- **Part of a data file**:
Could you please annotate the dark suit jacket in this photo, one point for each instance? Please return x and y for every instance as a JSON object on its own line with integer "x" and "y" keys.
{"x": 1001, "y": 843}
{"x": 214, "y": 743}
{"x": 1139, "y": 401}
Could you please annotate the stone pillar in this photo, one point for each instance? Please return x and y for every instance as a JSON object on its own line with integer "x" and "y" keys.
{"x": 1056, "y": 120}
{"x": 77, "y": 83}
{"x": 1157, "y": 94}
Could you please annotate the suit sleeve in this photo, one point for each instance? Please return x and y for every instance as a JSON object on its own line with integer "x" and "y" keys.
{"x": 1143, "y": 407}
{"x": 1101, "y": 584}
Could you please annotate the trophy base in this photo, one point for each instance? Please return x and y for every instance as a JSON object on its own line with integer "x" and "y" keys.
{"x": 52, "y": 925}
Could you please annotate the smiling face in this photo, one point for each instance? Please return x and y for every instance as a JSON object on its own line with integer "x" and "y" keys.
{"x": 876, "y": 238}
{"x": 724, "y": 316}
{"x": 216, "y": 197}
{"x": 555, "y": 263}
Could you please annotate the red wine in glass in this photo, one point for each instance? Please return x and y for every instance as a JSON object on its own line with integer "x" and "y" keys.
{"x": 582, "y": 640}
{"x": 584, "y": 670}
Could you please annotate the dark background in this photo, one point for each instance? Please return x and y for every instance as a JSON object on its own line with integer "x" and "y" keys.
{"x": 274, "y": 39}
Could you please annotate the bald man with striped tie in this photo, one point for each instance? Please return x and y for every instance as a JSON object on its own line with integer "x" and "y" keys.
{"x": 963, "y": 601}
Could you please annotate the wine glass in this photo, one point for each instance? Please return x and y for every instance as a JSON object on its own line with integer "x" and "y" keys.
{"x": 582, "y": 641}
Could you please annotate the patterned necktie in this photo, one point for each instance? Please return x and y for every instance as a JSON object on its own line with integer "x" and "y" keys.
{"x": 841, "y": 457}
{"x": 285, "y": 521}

- **WHAT THE EXERCISE ASKS**:
Please copy the records starting at the line that contains "Could you please annotate the bald" and ending at the last line of the records, requests included. Multiply every x and y coordinate in the answers by 0.8 and round to whole numbers, with halves rounded up.

- **EXERCISE ANSWER**:
Could you please annotate the bald man with striped tie in this photo, one point for each instance? Please return x and y for every instance as a JSON object on its own line with integer "x" and "y" keys.
{"x": 770, "y": 481}
Could you please annotate the wine glass in this photo, one point for each instance? Please return x and y for every instance as a JSON object on its own line with integer "x" and "y" keys.
{"x": 466, "y": 513}
Could you please annotate the patterned necktie in this photo, one point for each instance? Please return x and y for every instance as a JSON object on its own line with integer "x" and "y" keys.
{"x": 673, "y": 366}
{"x": 228, "y": 417}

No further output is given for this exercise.